** start of Data in this exercise **

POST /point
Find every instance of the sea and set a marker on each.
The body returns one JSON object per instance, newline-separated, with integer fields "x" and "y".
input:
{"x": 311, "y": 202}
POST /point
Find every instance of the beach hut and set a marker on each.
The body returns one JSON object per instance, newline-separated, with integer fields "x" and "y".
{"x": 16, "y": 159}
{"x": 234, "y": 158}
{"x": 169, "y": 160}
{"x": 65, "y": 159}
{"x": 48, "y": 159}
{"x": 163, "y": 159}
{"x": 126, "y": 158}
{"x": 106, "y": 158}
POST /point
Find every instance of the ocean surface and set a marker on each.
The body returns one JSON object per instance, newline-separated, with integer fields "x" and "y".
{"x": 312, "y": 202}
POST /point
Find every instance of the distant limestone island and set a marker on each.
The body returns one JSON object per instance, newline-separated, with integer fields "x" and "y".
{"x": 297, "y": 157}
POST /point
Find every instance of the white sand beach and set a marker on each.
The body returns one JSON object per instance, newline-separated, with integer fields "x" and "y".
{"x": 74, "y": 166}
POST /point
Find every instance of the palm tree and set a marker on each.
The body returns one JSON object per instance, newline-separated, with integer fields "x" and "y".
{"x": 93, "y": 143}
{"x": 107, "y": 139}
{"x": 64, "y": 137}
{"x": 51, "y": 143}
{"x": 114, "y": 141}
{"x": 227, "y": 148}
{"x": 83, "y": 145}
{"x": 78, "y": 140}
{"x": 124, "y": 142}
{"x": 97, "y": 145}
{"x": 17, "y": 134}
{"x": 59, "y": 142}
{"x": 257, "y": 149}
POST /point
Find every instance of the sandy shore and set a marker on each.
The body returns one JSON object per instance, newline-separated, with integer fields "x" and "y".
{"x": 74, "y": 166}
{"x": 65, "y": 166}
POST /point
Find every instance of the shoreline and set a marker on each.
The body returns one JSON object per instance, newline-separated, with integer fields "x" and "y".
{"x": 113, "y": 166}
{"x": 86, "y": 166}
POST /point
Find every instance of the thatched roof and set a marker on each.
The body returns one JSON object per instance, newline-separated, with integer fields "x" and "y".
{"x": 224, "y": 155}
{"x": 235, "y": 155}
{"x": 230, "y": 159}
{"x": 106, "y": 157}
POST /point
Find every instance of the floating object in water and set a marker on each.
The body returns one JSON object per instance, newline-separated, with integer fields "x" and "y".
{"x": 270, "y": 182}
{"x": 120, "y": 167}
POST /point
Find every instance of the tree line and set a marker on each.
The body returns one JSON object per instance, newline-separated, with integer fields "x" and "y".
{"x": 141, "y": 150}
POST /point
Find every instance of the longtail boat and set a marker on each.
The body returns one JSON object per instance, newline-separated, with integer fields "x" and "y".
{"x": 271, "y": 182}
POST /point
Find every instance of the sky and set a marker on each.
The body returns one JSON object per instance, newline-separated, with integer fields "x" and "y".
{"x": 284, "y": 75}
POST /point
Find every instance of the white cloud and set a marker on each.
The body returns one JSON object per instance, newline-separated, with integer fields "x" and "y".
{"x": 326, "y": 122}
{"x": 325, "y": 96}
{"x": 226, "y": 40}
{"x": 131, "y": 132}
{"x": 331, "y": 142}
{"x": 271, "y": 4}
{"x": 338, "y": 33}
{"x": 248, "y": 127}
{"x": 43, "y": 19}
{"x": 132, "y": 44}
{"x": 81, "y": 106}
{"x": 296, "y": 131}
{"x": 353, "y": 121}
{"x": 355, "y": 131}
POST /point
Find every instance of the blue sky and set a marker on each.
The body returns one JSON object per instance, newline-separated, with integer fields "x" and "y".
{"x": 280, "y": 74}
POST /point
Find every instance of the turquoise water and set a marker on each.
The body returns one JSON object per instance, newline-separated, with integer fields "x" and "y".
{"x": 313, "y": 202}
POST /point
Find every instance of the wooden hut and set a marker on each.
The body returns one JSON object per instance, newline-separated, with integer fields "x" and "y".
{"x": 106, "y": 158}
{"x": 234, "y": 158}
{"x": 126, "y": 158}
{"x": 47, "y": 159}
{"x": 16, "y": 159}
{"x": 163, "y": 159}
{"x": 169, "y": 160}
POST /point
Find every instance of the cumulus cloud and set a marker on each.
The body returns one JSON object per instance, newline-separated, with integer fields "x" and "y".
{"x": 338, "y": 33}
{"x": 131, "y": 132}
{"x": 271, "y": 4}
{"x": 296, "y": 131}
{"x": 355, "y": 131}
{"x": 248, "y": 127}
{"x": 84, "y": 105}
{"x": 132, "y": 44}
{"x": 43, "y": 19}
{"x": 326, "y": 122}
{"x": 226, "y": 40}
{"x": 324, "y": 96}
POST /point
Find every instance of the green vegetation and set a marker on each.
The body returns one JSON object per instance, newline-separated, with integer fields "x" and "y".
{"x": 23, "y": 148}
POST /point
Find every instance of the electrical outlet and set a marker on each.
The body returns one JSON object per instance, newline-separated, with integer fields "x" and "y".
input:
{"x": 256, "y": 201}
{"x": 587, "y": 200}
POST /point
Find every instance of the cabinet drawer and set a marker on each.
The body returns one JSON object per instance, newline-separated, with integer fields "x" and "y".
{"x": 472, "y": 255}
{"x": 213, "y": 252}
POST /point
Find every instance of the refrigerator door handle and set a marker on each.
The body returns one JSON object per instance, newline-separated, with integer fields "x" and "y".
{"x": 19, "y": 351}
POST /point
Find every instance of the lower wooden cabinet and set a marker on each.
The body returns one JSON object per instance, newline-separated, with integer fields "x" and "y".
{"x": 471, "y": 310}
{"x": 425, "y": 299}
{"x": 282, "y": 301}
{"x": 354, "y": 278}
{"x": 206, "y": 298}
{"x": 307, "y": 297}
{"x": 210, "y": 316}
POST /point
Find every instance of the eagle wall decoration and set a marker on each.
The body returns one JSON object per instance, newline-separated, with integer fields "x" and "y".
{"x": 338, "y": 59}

** end of Data in this exercise **

Do this
Set down all of the records shown above once more, exactly.

Solution to this problem
POST /point
Find every instance of the sea and set a marker on each.
The body returns one JSON object per instance, newline-separated, with integer fields "x" and "y".
input:
{"x": 311, "y": 202}
POST /point
Find every instance of the beach hut and set a marker on each.
The body returns one JSON object per instance, newline-separated, with integer fields "x" and "y".
{"x": 16, "y": 159}
{"x": 234, "y": 158}
{"x": 169, "y": 160}
{"x": 65, "y": 159}
{"x": 48, "y": 159}
{"x": 163, "y": 159}
{"x": 126, "y": 158}
{"x": 106, "y": 158}
POST /point
Find every instance of the ocean surface and set a marker on each.
The body returns one JSON object per instance, newline-separated, with integer fields "x" and "y".
{"x": 312, "y": 202}
POST /point
Find every instance of the distant limestone island and set a marker on each.
The body returns one JSON object per instance, newline-separated, with integer fields "x" and "y".
{"x": 297, "y": 157}
POST /point
Find every instance of the white sand beach and set a marker on each.
The body returns one JSON object per instance, newline-separated, with integer fields "x" and "y".
{"x": 74, "y": 166}
POST /point
Find every instance of the palm tree and set a marker on each.
The body returns one JSON object per instance, newline-separated, with integer fields "x" and "y".
{"x": 93, "y": 143}
{"x": 107, "y": 139}
{"x": 64, "y": 137}
{"x": 51, "y": 143}
{"x": 114, "y": 141}
{"x": 227, "y": 148}
{"x": 83, "y": 145}
{"x": 78, "y": 140}
{"x": 124, "y": 142}
{"x": 97, "y": 145}
{"x": 17, "y": 134}
{"x": 59, "y": 142}
{"x": 257, "y": 149}
POST /point
Find every instance of the sandy shore and set a marker on each.
The body returns one JSON object per instance, newline-separated, with integer fields "x" and "y".
{"x": 74, "y": 166}
{"x": 65, "y": 166}
POST /point
Find every instance of the shoreline and set a marker on each.
The body returns one JSON object per instance, newline-separated, with integer fields "x" and "y".
{"x": 113, "y": 166}
{"x": 86, "y": 166}
POST /point
Find every instance of the thatched roof and set a marker on each.
The body returns one JSON object per instance, newline-separated, with integer fields "x" and "y".
{"x": 224, "y": 155}
{"x": 235, "y": 155}
{"x": 230, "y": 159}
{"x": 106, "y": 157}
POST /point
Find every instance of the floating object in water and set a marker on each.
The body returns one JSON object per instance, newline-separated, with integer fields "x" and "y".
{"x": 270, "y": 182}
{"x": 120, "y": 167}
POST /point
Find every instance of the tree line and set a marker on each.
The body returns one JSON object per instance, newline-separated, with integer fields "x" and "y".
{"x": 141, "y": 150}
POST /point
Find every instance of the longtail boat and set a marker on each.
The body returns one JSON object per instance, newline-separated, with integer fields "x" and "y".
{"x": 271, "y": 182}
POST /point
Find every instance of the sky and set a marker on each.
The body returns one JSON object per instance, newline-separated, with integer fields "x" and "y".
{"x": 284, "y": 75}
POST /point
Find every instance of the white cloud and set a marker on each.
The body returns one JSON object per instance, newline-separated, with integer fields "x" and "y".
{"x": 326, "y": 122}
{"x": 325, "y": 96}
{"x": 226, "y": 40}
{"x": 131, "y": 132}
{"x": 331, "y": 142}
{"x": 271, "y": 4}
{"x": 338, "y": 33}
{"x": 248, "y": 127}
{"x": 43, "y": 19}
{"x": 132, "y": 44}
{"x": 81, "y": 106}
{"x": 296, "y": 131}
{"x": 353, "y": 121}
{"x": 355, "y": 131}
POST /point
Find every instance of the blue sky and set a marker on each.
The body returns one JSON object per instance, newline-separated, with integer fields "x" and "y".
{"x": 280, "y": 74}
POST /point
Find every instance of the turquoise water and set a marker on each.
The body returns one JSON object per instance, newline-separated, with integer fields "x" and "y".
{"x": 313, "y": 202}
POST /point
Find every instance of the wooden hut and set a marker on each.
The body returns one JSON object per instance, newline-separated, with integer fields "x" and "y".
{"x": 106, "y": 158}
{"x": 234, "y": 158}
{"x": 126, "y": 158}
{"x": 47, "y": 159}
{"x": 16, "y": 159}
{"x": 163, "y": 159}
{"x": 169, "y": 160}
POST /point
Find every instance of the cumulus cloud and set a marker on each.
The body returns one JSON object per instance, newline-separated, with integer fields "x" and "y".
{"x": 338, "y": 33}
{"x": 131, "y": 132}
{"x": 271, "y": 4}
{"x": 296, "y": 131}
{"x": 355, "y": 131}
{"x": 248, "y": 127}
{"x": 84, "y": 105}
{"x": 132, "y": 44}
{"x": 43, "y": 19}
{"x": 326, "y": 122}
{"x": 226, "y": 40}
{"x": 324, "y": 96}
POST /point
Find every instance of the green vegetation and set a marker on each.
The body returns one JSON object per instance, newline-separated, with integer fields "x" and "y".
{"x": 23, "y": 148}
POST /point
Find every instance of the electrical outlet and set a marker on each.
The body returns one JSON object per instance, newline-separated, with integer fields "x" and "y".
input:
{"x": 256, "y": 201}
{"x": 587, "y": 200}
POST /point
Find every instance of the cabinet drawer and set a marker on each.
The body returns one JSON object per instance, newline-separated, with integer fields "x" and "y".
{"x": 472, "y": 255}
{"x": 213, "y": 252}
POST /point
Find every instance of the refrigerator door handle and set a marker on each.
The body returns one JSON object per instance, newline-separated, with integer fields "x" and "y".
{"x": 19, "y": 351}
POST /point
Find every instance of the lower wooden cabinet and set a marker on each.
The body returns one JSON object per instance, newline-separated, with integer fields "x" and "y".
{"x": 471, "y": 310}
{"x": 425, "y": 299}
{"x": 282, "y": 301}
{"x": 354, "y": 278}
{"x": 206, "y": 298}
{"x": 307, "y": 297}
{"x": 210, "y": 316}
POST /point
Find every instance of the eagle wall decoration and set a marker on each.
The body returns one JSON object per instance, newline-separated, with integer fields "x" and "y".
{"x": 338, "y": 59}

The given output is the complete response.